(Stored dataset items)
━━━━
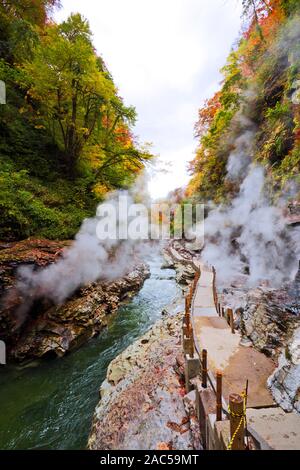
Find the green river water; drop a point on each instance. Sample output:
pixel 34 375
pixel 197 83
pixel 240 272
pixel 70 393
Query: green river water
pixel 50 404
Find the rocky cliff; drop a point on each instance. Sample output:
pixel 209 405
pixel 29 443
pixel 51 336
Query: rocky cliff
pixel 142 404
pixel 45 329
━━━━
→ INSTRUCTION
Copy every one of the lines above without any changes, leaving out the pictures.

→ RESPONSE TO THIS EXERCISE
Find the green river water; drop a point on each instance. Sample output:
pixel 34 375
pixel 197 83
pixel 240 272
pixel 70 393
Query: green river water
pixel 50 404
Find the rocky cliff; drop a point on each instance. Sample output:
pixel 209 405
pixel 29 443
pixel 51 336
Query: rocky cliff
pixel 142 404
pixel 45 329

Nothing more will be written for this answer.